WHAT IS NEEDED =
Start at the line below containing "Query: dense cityscape" and stop at the line containing "Emit one marker per instance in this form: [(890, 576)].". Repeat every line of that stretch exactly, and nothing outside it.

RECORDS FOR THIS EXERCISE =
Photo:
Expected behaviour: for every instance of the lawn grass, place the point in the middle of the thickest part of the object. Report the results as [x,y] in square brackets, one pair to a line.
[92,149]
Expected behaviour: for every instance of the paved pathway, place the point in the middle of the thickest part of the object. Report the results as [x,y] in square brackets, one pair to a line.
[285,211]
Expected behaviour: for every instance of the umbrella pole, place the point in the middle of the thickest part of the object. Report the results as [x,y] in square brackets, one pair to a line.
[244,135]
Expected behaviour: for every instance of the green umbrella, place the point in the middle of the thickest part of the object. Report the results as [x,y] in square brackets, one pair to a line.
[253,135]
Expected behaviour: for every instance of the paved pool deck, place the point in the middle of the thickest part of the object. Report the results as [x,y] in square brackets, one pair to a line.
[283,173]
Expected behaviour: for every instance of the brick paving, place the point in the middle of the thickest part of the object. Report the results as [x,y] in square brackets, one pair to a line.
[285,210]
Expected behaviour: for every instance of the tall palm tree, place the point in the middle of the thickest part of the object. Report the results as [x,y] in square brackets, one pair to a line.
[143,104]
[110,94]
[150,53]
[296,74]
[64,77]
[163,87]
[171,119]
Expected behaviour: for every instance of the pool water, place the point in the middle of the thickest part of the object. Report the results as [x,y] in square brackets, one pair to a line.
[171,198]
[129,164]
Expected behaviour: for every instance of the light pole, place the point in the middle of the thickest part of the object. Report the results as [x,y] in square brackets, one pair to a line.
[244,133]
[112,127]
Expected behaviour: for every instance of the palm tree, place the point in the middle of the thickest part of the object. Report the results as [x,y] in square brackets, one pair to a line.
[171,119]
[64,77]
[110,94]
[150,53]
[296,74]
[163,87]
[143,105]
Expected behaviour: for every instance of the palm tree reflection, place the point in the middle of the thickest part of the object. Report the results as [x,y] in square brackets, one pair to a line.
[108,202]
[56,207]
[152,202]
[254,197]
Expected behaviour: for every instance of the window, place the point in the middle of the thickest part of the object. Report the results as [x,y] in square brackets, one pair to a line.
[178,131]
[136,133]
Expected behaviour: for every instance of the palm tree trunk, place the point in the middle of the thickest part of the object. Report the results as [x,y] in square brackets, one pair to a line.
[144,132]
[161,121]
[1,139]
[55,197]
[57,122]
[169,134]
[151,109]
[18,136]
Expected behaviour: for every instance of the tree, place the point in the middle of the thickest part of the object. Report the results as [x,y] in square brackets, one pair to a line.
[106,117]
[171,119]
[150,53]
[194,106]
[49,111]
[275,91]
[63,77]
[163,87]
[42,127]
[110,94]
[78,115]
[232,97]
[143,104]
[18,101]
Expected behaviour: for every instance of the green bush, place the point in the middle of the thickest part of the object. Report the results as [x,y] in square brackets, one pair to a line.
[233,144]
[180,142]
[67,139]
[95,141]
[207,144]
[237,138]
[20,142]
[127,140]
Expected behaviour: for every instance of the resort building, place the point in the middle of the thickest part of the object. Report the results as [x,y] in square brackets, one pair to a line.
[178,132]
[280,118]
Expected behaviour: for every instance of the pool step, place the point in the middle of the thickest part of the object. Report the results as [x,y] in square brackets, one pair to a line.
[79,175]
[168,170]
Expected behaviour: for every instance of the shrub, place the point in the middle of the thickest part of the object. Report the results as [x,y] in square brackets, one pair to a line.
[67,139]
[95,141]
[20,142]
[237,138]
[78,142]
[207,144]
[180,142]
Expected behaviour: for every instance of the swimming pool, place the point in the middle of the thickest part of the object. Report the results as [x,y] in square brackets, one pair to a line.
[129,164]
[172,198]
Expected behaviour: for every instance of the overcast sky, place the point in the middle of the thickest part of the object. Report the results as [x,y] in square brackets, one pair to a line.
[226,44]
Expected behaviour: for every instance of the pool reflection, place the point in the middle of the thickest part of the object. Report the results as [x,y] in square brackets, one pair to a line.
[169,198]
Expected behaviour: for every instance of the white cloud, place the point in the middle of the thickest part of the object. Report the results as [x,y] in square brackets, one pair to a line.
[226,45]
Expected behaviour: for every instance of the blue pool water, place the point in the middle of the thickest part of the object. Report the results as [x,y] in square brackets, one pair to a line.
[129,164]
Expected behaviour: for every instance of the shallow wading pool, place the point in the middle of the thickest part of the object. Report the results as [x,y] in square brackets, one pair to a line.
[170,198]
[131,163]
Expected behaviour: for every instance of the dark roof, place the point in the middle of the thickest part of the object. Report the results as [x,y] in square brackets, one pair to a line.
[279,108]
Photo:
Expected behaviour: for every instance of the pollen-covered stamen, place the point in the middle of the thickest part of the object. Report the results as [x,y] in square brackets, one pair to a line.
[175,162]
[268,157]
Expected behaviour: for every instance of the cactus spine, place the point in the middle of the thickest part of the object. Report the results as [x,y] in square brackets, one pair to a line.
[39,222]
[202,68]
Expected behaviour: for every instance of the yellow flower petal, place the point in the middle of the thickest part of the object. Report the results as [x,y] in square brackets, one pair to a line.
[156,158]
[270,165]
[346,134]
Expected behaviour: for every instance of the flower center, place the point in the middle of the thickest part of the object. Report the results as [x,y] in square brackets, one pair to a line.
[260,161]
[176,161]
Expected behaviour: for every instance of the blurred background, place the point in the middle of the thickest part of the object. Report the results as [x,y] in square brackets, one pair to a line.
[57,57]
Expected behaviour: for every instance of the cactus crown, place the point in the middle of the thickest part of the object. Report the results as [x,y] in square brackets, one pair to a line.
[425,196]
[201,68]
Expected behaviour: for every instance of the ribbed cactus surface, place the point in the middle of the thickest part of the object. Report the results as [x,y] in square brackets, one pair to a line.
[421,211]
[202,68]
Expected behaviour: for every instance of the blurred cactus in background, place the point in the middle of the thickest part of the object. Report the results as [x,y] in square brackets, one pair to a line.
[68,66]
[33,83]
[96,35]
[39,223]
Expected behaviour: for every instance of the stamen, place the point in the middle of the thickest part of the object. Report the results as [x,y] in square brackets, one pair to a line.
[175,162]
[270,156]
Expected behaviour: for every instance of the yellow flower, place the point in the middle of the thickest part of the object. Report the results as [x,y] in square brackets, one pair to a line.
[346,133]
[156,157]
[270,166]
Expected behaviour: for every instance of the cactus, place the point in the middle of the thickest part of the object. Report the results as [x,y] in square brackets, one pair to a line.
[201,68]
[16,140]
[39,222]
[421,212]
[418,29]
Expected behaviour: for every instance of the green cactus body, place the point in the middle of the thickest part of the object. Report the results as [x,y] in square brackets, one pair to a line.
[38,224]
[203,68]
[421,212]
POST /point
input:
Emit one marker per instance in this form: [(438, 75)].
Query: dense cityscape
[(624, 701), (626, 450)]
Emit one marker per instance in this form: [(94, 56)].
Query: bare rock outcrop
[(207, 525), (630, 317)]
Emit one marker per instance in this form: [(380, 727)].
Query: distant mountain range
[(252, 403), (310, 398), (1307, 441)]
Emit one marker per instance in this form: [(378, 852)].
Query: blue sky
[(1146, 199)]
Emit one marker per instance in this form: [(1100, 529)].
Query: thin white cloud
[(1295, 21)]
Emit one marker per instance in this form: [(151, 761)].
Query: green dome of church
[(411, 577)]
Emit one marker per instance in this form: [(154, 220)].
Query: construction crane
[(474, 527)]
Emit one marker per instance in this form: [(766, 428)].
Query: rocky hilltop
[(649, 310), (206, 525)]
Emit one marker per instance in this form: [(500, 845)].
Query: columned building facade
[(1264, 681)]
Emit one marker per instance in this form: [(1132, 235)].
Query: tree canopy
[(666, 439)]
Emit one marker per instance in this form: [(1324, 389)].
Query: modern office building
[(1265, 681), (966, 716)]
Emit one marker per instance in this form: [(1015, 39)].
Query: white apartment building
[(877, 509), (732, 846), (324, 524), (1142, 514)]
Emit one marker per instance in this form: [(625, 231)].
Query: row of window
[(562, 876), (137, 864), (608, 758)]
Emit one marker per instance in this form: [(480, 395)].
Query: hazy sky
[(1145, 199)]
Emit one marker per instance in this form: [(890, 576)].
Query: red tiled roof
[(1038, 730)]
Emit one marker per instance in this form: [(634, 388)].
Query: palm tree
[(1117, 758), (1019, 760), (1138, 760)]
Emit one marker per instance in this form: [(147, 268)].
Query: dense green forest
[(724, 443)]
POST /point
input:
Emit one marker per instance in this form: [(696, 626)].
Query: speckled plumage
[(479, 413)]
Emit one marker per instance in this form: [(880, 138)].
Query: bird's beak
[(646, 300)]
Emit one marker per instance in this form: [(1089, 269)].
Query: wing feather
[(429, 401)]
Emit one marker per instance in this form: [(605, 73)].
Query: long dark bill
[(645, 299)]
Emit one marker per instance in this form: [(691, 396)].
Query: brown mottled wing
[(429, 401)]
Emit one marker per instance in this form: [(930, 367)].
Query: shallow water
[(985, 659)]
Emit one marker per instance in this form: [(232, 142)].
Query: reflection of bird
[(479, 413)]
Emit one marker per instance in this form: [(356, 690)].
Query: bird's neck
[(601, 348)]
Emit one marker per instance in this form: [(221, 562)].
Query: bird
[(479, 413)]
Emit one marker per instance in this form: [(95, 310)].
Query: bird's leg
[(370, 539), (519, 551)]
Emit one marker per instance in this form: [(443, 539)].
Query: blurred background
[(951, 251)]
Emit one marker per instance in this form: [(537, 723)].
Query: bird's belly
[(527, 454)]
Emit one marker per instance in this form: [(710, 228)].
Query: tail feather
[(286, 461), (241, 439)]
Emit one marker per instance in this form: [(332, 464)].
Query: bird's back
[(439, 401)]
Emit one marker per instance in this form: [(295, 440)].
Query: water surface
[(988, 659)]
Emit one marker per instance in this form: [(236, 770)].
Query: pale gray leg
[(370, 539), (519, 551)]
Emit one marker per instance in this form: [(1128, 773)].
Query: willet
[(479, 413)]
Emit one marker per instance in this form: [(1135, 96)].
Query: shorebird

FINAL ANSWER =
Query: dense cityscape
[(624, 701), (626, 450)]
Emit one marker per instance in this form: [(94, 56)].
Query: bare rock outcrop
[(207, 525), (630, 317)]
Emit one marker per instance in this form: [(380, 727)].
Query: distant mountain range
[(252, 403), (310, 398), (1307, 441)]
Emit one marker per instance in this form: [(378, 852)].
Query: blue sky
[(1146, 199)]
Emit one marker per instance in this form: [(1100, 529)].
Query: thin white cloud
[(1295, 21)]
Emit one marker per instance in this form: [(151, 761)].
Query: green dome of church
[(411, 577)]
Emit one marker per instance in this form: [(154, 220)].
Query: construction crane
[(474, 527)]
Emit one marker per instance in this form: [(766, 428)].
Query: rocky hilltop
[(649, 310), (206, 525)]
Emit one marker per instance in this form: [(500, 845)].
Query: columned building facade
[(1264, 681)]
Emit one marker per instance in this form: [(1132, 235)].
Query: tree canopy
[(666, 439)]
Emit one marker per instance in this form: [(1324, 389)].
Query: modern office building
[(1265, 681), (966, 716)]
Emit one marker per instance in this form: [(1015, 39)].
Query: white apartment building
[(877, 509), (732, 846), (324, 524), (1142, 514)]
Emit one marker per instance in this form: [(625, 231)].
Query: row of window
[(562, 876), (137, 864), (608, 758)]
Emit one marker per instance in this form: [(480, 395)].
Query: hazy sky
[(1145, 199)]
Emit one marker per instance in this form: [(890, 576)].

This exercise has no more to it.